Text shown:
— Start —

King Munyaradzi Nadolo (born 4 December 1995) is a Zimbabwean footballer who plays as a midfielder for Dynamos F.C. and the Zimbabwe national football team.

Career

Club
Nadolo began his senior career with Highlanders F.C. in his native Zimbabwe, breaking into the senior squad in 2014. By 2016, Nadolo had attracted attention from abroad, going on trial in South Africa.

Two years later, Nadolo made a move to South Africa, signing with National First Division club Witbank Spurs. He made his competitive debut for the club on 3 February 2018, coming on as a 68th-minute substitute for Peter Mubayiwa in a 2-1 home victory over Real Kings F.C. After less than a year with the club, and after making just four league appearances, Nadolo returned to Zimbabwe, signing with Telone F.C.

In February 2020, Nadolo joined Dynamos Harare.

— End —

Input rows:
— Start —

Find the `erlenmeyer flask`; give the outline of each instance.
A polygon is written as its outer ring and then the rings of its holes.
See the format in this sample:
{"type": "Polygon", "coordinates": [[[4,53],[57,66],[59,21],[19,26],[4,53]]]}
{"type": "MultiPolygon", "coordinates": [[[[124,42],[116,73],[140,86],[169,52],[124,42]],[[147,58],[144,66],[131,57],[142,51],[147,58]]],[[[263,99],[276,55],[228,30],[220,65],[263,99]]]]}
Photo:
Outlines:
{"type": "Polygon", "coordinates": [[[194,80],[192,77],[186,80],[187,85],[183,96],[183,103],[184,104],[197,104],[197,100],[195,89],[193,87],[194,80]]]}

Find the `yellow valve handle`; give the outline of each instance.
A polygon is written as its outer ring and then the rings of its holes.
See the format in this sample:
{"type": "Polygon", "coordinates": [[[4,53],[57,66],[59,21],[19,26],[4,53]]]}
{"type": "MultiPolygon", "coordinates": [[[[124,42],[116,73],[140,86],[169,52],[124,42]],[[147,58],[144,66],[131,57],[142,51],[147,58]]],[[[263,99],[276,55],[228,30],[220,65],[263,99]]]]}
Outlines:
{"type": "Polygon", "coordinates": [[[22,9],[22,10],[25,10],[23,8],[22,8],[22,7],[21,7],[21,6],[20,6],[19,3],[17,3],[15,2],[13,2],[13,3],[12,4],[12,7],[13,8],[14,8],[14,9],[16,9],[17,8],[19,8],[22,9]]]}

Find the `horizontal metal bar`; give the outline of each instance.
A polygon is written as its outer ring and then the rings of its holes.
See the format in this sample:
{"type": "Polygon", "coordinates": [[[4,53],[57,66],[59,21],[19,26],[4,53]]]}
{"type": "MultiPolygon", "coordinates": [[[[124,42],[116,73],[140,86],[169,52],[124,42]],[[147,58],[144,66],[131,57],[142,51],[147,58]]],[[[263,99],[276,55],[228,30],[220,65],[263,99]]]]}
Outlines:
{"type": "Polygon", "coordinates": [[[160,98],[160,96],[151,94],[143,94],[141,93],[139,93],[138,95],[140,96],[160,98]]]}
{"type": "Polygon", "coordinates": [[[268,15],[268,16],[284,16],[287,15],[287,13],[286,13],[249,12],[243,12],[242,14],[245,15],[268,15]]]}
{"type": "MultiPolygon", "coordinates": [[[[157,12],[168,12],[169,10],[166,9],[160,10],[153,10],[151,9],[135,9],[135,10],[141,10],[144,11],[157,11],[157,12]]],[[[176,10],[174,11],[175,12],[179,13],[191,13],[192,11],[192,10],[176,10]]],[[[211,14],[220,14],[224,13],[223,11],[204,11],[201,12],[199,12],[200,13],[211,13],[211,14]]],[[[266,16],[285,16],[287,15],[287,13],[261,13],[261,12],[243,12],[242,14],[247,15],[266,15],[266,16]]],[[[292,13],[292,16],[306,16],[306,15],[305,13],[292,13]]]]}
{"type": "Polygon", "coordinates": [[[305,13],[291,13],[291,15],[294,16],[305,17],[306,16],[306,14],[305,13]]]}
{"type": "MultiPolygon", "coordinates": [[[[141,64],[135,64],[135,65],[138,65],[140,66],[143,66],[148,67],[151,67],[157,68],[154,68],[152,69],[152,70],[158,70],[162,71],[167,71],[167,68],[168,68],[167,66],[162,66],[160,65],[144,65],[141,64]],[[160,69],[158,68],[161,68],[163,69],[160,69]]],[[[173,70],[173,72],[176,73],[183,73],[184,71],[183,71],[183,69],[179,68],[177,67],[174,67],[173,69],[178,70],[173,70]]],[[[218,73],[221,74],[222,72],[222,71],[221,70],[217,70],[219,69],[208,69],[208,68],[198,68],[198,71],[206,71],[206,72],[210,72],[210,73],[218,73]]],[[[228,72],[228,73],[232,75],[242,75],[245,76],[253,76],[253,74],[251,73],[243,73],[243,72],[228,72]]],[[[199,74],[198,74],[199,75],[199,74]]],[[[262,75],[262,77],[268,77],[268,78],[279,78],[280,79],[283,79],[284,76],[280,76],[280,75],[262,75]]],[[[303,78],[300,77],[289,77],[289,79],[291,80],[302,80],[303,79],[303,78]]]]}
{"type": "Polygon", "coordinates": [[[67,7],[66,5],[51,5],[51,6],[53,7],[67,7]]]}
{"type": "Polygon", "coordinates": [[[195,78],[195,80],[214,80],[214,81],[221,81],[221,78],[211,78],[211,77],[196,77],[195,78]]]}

— End —

Written request 1:
Pull out every line of the records that contains the word "give".
Written request 2:
Extend the King Nadolo biography past its last sentence.
The King Nadolo biography and the records come from separate sources.

Result 1:
Find the `erlenmeyer flask`; give the outline of each instance.
Find the `yellow valve handle`; give the outline of each instance.
Find the `horizontal metal bar`; give the outline of each instance.

Result 2:
International
Nadolo made his senior international debut on 13 June 2016, coming on as a 76th-minute substitute for Charlton Mashumba in a 0-0 draw with Madagascar at the 2016 COSAFA Cup. He was named in the Zimbabwe squad for the 2020 African Nations Championship, playing all three group matches as Zimbabwe exited in the group stages.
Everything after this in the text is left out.